Written instruction> Repeat every entry in the listing below, exactly.

[Coordinate labeling data]

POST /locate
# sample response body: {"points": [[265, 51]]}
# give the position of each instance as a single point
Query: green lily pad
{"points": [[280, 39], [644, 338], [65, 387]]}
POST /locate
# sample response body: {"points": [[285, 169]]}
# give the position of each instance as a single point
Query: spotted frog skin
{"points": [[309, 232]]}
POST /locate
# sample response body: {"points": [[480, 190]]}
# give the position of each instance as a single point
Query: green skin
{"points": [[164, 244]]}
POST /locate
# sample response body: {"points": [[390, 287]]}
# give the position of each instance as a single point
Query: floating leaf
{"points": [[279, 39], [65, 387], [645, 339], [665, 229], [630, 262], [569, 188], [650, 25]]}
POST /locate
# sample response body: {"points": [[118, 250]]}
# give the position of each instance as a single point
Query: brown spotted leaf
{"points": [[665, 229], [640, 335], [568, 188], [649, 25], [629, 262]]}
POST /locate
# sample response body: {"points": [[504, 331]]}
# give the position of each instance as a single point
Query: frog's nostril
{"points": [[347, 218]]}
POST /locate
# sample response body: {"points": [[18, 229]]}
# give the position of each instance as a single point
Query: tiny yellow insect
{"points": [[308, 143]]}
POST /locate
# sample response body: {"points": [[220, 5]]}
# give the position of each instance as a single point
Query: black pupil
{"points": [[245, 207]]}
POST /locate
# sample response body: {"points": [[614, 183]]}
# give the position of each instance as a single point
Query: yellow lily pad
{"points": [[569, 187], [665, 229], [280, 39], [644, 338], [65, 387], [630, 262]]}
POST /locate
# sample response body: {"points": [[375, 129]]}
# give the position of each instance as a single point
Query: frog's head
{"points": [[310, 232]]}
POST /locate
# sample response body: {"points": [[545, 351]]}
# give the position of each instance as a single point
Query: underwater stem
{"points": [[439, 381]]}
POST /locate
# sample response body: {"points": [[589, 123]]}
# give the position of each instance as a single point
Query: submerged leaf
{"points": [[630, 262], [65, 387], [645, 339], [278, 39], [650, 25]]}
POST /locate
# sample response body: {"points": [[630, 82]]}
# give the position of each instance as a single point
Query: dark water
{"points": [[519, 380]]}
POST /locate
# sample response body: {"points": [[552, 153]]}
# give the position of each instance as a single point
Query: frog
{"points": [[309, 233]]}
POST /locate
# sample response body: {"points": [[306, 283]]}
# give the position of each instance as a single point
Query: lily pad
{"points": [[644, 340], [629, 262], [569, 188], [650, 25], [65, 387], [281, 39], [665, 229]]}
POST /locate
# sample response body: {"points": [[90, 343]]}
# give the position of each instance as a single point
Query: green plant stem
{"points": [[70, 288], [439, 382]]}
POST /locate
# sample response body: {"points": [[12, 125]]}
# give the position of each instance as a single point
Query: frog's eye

Completed task>
POST /locate
# sample response body: {"points": [[265, 51]]}
# give the position of each instance as a single point
Query: green lily pad
{"points": [[280, 39], [644, 338], [65, 387]]}
POST /locate
# sample response body: {"points": [[285, 169]]}
# give the position of each instance as a single point
Query: spotted frog skin
{"points": [[309, 232]]}
POST /locate
# sample response body: {"points": [[480, 190]]}
# give the position of each instance as a single point
Query: green skin
{"points": [[164, 244]]}
POST /locate
# sample response body: {"points": [[390, 287]]}
# give the position of each instance as a single point
Query: floating leaf
{"points": [[279, 39], [65, 387], [645, 339], [665, 229], [630, 262], [569, 188], [650, 25]]}
POST /locate
# sample response body: {"points": [[118, 250]]}
# give the position of each instance as a single point
Query: brown spotted leaf
{"points": [[665, 229], [640, 335], [568, 188], [649, 25], [629, 262]]}
POST /locate
# sample response body: {"points": [[504, 331]]}
# give the position of each instance as a single point
Query: frog's nostril
{"points": [[347, 218]]}
POST /locate
# sample response body: {"points": [[18, 229]]}
# give the position of each instance as a single point
Query: tiny yellow insect
{"points": [[308, 143]]}
POST /locate
# sample response body: {"points": [[220, 5]]}
# give the position of each instance as a single point
Query: black pupil
{"points": [[245, 207]]}
POST /locate
# sample response body: {"points": [[614, 183]]}
# give the position of each instance as a single point
Query: yellow lily pad
{"points": [[569, 187], [665, 229], [280, 39], [644, 338], [65, 387], [630, 262]]}
POST /locate
# sample response body: {"points": [[375, 129]]}
# give the position of each instance as a single point
Query: frog's head
{"points": [[310, 232]]}
POST /locate
# sample response body: {"points": [[545, 351]]}
# give the position of each instance as a single point
Query: underwater stem
{"points": [[439, 381]]}
POST /locate
# sample response body: {"points": [[589, 123]]}
# give the position of each instance as a single point
Query: submerged leaf
{"points": [[630, 262], [65, 387], [645, 339], [278, 39], [650, 25]]}
POST /locate
# sample response body: {"points": [[630, 82]]}
# give the position of each instance as a single point
Query: dark water
{"points": [[519, 380]]}
POST /locate
# sample response body: {"points": [[552, 153]]}
# give the position of each instance as a single point
Query: frog
{"points": [[309, 233]]}
POST /locate
# sample response body: {"points": [[306, 283]]}
# give the position of each instance as a single point
Query: lily pad
{"points": [[644, 340], [629, 262], [569, 188], [650, 25], [65, 387], [281, 39], [665, 229]]}
POST /locate
# sample response body: {"points": [[90, 343]]}
# give the position of each instance as a single point
Query: green plant stem
{"points": [[70, 288], [439, 382]]}
POST /locate
# sample response body: {"points": [[12, 125]]}
# give the position of each instance as a single point
Query: frog's eye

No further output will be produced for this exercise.